*Exercise:* Pick out every line of the records that contains the word "foliage" and copy each one. Matching is case-sensitive.

*Data entries:*
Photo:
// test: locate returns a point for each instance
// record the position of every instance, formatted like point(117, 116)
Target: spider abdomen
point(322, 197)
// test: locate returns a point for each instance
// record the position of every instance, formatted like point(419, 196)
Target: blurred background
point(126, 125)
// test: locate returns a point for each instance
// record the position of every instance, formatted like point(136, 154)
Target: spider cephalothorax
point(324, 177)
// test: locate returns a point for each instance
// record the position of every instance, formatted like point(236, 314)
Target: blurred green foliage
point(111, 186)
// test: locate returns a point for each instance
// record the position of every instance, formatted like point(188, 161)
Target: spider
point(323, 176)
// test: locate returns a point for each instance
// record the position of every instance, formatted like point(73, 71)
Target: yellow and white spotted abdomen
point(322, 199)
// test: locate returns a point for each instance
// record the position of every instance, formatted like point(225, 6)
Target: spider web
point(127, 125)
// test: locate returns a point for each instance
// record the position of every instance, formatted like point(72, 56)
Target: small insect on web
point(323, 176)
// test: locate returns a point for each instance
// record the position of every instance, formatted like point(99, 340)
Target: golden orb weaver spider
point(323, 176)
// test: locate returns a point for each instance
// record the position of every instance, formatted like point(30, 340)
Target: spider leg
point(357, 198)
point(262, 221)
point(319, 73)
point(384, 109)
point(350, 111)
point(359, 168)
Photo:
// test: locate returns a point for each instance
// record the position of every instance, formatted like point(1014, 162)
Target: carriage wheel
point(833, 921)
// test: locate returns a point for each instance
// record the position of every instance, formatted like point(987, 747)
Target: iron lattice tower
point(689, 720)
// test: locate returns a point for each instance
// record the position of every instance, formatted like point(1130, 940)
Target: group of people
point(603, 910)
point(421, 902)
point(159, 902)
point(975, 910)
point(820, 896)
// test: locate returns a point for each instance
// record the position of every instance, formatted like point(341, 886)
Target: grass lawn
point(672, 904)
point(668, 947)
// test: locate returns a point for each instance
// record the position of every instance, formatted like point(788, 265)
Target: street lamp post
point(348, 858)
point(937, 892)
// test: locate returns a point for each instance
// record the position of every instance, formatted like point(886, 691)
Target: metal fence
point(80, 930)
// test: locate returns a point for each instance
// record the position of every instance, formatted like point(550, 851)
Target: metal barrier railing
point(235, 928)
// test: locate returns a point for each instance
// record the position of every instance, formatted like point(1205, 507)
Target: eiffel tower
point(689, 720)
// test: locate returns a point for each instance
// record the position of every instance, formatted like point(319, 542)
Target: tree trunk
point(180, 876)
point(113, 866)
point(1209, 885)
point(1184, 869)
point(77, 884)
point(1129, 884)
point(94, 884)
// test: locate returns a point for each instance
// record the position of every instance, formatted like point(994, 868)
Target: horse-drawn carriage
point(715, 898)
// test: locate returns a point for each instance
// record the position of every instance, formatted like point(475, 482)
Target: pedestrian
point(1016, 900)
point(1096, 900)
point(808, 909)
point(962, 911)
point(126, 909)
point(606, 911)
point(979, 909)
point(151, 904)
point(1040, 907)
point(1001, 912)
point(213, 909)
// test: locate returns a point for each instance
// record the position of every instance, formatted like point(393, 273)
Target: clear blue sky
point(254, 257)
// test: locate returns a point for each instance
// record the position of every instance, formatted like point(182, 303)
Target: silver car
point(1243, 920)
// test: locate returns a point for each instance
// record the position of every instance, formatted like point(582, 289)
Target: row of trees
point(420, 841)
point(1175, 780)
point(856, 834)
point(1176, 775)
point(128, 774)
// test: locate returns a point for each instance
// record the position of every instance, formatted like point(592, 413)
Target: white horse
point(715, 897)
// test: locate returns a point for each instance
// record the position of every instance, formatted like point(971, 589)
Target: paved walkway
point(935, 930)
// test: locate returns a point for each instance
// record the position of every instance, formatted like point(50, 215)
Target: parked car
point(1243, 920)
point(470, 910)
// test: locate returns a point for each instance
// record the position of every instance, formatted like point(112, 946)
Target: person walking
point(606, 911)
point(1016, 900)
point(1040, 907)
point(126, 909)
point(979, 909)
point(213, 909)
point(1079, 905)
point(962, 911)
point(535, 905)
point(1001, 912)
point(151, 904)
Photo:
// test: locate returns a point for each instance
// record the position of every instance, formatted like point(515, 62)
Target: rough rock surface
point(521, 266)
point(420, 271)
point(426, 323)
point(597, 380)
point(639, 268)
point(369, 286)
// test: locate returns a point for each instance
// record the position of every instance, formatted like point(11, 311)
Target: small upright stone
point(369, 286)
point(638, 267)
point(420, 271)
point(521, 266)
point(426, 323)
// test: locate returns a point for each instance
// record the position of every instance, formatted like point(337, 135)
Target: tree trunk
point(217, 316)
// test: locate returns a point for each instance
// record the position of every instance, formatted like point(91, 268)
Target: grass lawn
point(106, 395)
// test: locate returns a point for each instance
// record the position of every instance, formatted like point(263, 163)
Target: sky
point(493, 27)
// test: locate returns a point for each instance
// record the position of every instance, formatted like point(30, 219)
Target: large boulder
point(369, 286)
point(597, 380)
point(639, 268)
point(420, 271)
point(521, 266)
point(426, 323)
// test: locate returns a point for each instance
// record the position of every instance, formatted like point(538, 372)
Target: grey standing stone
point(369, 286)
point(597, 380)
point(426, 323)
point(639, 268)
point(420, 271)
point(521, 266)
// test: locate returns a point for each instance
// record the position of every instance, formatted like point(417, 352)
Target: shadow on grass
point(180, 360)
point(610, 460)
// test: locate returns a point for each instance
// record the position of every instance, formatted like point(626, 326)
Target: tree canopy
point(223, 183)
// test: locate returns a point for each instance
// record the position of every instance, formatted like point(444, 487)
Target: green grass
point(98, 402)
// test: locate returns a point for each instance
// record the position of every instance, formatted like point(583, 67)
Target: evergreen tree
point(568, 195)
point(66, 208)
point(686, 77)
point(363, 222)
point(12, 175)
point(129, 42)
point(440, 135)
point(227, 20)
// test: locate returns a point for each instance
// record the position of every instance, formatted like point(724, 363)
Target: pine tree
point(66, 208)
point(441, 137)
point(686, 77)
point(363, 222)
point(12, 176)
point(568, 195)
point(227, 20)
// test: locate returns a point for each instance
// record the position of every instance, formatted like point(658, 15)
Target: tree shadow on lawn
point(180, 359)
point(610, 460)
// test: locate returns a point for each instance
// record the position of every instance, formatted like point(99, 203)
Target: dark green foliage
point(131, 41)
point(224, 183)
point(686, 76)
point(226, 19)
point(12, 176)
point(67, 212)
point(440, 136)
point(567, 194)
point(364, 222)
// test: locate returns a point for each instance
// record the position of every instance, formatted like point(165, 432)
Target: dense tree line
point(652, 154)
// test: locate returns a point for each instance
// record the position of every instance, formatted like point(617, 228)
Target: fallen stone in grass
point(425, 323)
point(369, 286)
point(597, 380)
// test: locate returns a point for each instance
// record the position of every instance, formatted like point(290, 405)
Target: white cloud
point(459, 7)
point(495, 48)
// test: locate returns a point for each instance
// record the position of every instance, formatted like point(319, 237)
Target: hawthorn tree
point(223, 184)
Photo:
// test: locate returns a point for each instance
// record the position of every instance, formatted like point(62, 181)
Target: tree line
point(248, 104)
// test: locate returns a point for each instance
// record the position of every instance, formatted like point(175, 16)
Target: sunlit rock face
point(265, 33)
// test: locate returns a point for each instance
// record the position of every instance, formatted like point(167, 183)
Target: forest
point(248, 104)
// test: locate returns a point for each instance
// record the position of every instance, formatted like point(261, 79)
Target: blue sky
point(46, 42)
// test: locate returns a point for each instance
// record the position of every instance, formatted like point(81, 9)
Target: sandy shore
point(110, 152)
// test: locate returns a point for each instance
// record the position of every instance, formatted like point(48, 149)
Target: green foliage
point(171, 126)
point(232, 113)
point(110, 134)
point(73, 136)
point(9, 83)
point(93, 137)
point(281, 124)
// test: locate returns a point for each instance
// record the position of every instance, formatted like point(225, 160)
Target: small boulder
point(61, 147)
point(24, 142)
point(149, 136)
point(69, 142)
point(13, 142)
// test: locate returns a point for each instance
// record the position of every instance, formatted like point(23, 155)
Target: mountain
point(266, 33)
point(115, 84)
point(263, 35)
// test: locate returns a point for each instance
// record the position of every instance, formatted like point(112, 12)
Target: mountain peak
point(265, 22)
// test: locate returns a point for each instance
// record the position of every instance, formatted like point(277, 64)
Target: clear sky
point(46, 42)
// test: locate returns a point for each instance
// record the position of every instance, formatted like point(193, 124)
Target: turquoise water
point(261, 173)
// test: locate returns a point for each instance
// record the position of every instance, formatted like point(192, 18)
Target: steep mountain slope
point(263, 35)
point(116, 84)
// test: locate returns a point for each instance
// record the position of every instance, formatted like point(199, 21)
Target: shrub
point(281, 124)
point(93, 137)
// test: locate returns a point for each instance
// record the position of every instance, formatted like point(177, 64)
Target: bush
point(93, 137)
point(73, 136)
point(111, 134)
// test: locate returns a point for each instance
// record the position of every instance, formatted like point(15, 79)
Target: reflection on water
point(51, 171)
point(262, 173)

*Completed task:*
Target: blurred green foliage
Target: dark green foliage
Target: green foliage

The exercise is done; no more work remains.